出典文章:
☆ ☆ ☆

磁性トポロジカル半金属の薄膜・ヘテロ構造を用いた量子輸送現象の解明と新奇相開拓

研究課題

研究課題/領域番号 22J12905
配分区分補助金
研究機関東京大学

研究代表者

大野 瑞貴  東京大学, 工学系研究科, 特別研究員(DC2)

研究期間 (年度) 2022-04-22 – 2024-03-31
キーワードパルスレーザー堆積法 / 酸化物薄膜 / 新物質設計 / 界面制御 / ヘテロ界面 / トポロジカルホール効果 / エレクトロニクス
研究実績の概要

当初の計画通りに、磁性ワイル半金属における巨大な異常ホール伝導度の起源を明らかにすることに成功した。磁性ワイル半金属は、三次元のバルク状態が波数空間でギャップレスな線形分散を持ち、磁気モノポールとも見なせるワイル点に由来した巨大な異常ホール効果が期待できる。磁性ワイル半金属EuCd2Sb2薄膜を分子線エピタキシー(MBE)法を用いて作製し、Sbの蒸気圧制御によってキャリア密度を変調した。その結果、異常ホール伝導度のピークを観測し、第一原理計算の結果と比較することで、フェルミ準位のワイル点通過に伴うピークであることを明らかにした。

☆ ☆ ☆

データ:
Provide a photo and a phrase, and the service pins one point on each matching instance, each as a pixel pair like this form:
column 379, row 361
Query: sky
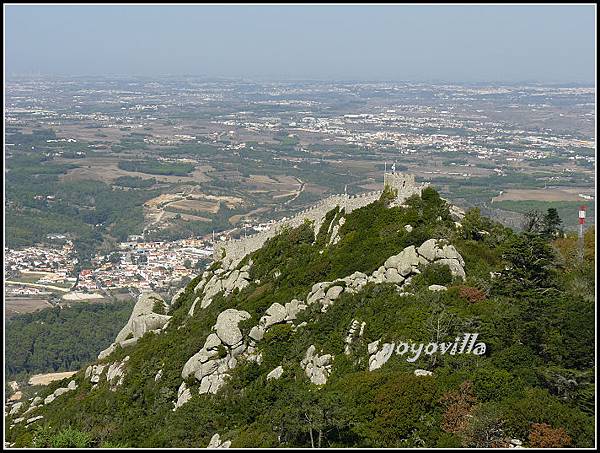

☆ ☆ ☆

やること:
1/ 出典文章について、次の問いに答えてください。
(a) 研究期間はいつからいつまでですか？
(b) 研究機関はどこですか？
(c) EuCd2Sb2薄膜はどの方法で作製され、キャリア密度は何によって変調されましたか？
2/ 磁性ワイル半金属を扱った出典文章を、最後の文のあとから書き進めてもらえますか？

解答一覧:
1/
(a) 2022-04-22から2024-03-31まで
(b) 東京大学
(c) 分子線エピタキシー(MBE)法で作製され、キャリア密度はSbの蒸気圧制御によって変調されました。

2/
その後、MBE装置の移設に伴って研究計画を変更し、パルスレーザー堆積法を用いた準安定相の安定化とそれらのヘテロ構造化に取り組んだ。蛍石構造のYSZ基板上にBinOn(n=2,3)層とRhO2層が交互に積層した新物質[BinOn]-[RhO2](n=2,3)を安定化させることに成功し、BinOn層の層数に依存した金属的な輸送特性を観測した。また、YSZ基板上にパイロクロア型酸化物Eu2Ti2O7をバッファー層として導入することで、電気伝導性パイロクロア型酸化物Bi2Rh2O7という準安定相の安定化に成功した。この結果は、界面制御が相安定時にもたらす強い影響を示しており、薄膜技術を用いたパイロクロア型酸化物のさらなる物性・材料開拓につながると期待される。
さらに、Bi2Rh2O7とスピンアイスという特異な磁気構造を有するDy2Ti2O7とのヘテロ構造を作製することで、絶縁体のDy2Ti2O7のスピン構造や磁気転移を金属のBi2Rh2O7におけるトポロジカルホール効果として電気的に検出することに成功した。これは、絶縁体であるためこれまで電子素子応用に至っていなかった磁性絶縁体のエレクトロニクス応用に向けた大きな発見である。

現在までの達成度 (区分)
現在までの達成度 (区分)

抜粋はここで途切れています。